■ Required action
Output the data below exactly.

■ Record excerpts
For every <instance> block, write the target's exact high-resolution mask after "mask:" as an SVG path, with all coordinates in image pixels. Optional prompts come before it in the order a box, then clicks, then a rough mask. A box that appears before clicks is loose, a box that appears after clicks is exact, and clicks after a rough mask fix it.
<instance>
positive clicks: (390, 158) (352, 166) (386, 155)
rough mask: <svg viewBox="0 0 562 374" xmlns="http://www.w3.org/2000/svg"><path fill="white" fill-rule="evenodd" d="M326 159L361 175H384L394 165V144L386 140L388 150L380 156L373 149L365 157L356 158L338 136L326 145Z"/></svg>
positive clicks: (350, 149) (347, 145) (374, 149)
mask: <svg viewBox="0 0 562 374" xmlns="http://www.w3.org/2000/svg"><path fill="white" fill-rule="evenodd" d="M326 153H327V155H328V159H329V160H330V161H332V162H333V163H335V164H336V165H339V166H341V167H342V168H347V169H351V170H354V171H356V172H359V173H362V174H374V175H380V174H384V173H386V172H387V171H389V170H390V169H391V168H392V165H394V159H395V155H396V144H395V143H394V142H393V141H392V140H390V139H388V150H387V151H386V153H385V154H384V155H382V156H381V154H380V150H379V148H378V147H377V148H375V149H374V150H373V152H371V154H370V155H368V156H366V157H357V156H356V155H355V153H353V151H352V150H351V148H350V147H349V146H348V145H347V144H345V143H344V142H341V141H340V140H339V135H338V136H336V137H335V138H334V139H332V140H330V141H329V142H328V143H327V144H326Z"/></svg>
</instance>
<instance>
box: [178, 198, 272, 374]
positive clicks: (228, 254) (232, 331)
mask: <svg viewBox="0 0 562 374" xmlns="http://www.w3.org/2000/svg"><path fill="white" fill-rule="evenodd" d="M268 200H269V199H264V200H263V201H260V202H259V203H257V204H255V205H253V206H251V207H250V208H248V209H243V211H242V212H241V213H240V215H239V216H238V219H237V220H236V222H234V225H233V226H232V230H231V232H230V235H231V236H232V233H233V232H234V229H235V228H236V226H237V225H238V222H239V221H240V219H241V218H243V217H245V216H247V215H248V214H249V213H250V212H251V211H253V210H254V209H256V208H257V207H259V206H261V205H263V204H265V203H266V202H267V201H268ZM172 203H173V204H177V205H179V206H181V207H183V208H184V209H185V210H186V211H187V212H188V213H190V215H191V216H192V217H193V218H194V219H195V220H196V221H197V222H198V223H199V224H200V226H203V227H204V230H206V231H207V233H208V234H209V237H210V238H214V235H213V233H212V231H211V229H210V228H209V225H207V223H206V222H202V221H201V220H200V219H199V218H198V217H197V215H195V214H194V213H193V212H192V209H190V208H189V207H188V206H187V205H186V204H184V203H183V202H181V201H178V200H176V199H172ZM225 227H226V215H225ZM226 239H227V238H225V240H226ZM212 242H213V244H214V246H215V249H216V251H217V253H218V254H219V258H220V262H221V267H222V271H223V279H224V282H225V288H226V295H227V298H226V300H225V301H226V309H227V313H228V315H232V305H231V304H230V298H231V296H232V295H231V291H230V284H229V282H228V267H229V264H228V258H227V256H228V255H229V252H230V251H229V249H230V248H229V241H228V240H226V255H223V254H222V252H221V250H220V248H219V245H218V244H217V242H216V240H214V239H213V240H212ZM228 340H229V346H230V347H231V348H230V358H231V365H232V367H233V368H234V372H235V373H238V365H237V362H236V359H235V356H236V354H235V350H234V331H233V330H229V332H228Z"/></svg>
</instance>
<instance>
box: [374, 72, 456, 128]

■ Response
For every <instance> block, write the target's exact high-resolution mask after "mask:" as an SVG path, with all coordinates in image pixels. Optional prompts come before it in the order a box, then clicks, then a rough mask. A box that appears before clicks is loose, a box that appears after clicks is exact, and clicks after a rough mask fix it.
<instance>
positive clicks: (390, 158) (352, 166) (386, 155)
rough mask: <svg viewBox="0 0 562 374" xmlns="http://www.w3.org/2000/svg"><path fill="white" fill-rule="evenodd" d="M326 159L361 175H384L394 165V144L386 140L388 150L380 156L373 149L365 157L356 158L338 136L326 145Z"/></svg>
positive clicks: (350, 149) (347, 145) (374, 149)
mask: <svg viewBox="0 0 562 374" xmlns="http://www.w3.org/2000/svg"><path fill="white" fill-rule="evenodd" d="M326 153H327V155H328V159H329V160H330V161H332V162H333V163H335V164H336V165H339V166H341V167H342V168H347V169H351V170H354V171H356V172H359V173H362V174H374V175H380V174H384V173H386V172H387V171H389V170H390V169H391V168H392V165H394V159H395V155H396V144H395V143H394V142H393V141H392V140H390V139H388V150H387V151H386V153H385V154H384V155H382V156H381V154H380V150H379V148H378V147H377V148H375V149H374V150H373V152H371V154H370V155H368V156H366V157H357V156H356V155H355V153H353V151H352V150H351V148H350V147H349V146H348V145H347V144H345V143H344V142H341V141H340V140H339V135H338V136H336V137H335V138H334V139H332V140H330V141H329V142H328V143H327V144H326Z"/></svg>
</instance>
<instance>
box: [178, 198, 272, 374]
positive clicks: (228, 254) (232, 331)
mask: <svg viewBox="0 0 562 374" xmlns="http://www.w3.org/2000/svg"><path fill="white" fill-rule="evenodd" d="M268 200H269V199H264V200H263V201H260V202H259V203H257V204H255V205H253V206H251V207H250V208H248V209H243V211H242V212H241V213H240V215H239V216H238V219H237V220H236V222H234V225H233V226H232V230H231V232H230V235H231V236H232V233H233V232H234V229H235V228H236V226H237V225H238V222H239V221H240V219H241V218H243V217H245V216H247V215H248V214H249V213H250V212H251V211H253V210H254V209H256V208H257V207H259V206H261V205H263V204H265V203H266V202H267V201H268ZM172 203H173V204H177V205H179V206H181V207H183V208H184V209H185V210H186V211H187V212H188V213H190V215H191V216H192V217H193V218H194V219H195V220H196V221H197V222H198V223H199V224H200V226H203V227H204V230H206V231H207V233H208V234H209V237H210V238H214V235H213V233H212V231H211V229H210V228H209V225H207V223H206V222H202V221H201V220H200V219H199V218H198V217H197V215H195V214H194V213H193V212H192V209H190V208H189V207H188V206H187V205H186V204H184V203H183V202H181V201H178V200H176V199H172ZM225 227H226V215H225ZM226 239H227V238H225V240H226ZM212 242H213V244H214V246H215V249H216V251H217V253H218V254H219V258H220V262H221V267H222V271H223V279H224V282H225V288H226V295H227V298H226V300H225V301H226V309H227V313H228V315H232V305H231V304H230V298H231V296H232V295H231V291H230V284H229V282H228V267H229V264H228V258H227V256H228V255H229V252H230V251H229V249H230V248H229V241H228V240H226V255H223V254H222V252H221V250H220V248H219V245H218V244H217V242H216V240H214V239H213V240H212ZM228 340H229V346H230V347H231V348H230V358H231V365H232V367H233V368H234V372H235V373H238V365H237V362H236V359H235V356H236V354H235V350H234V331H233V330H229V332H228Z"/></svg>
</instance>
<instance>
box: [374, 72, 456, 128]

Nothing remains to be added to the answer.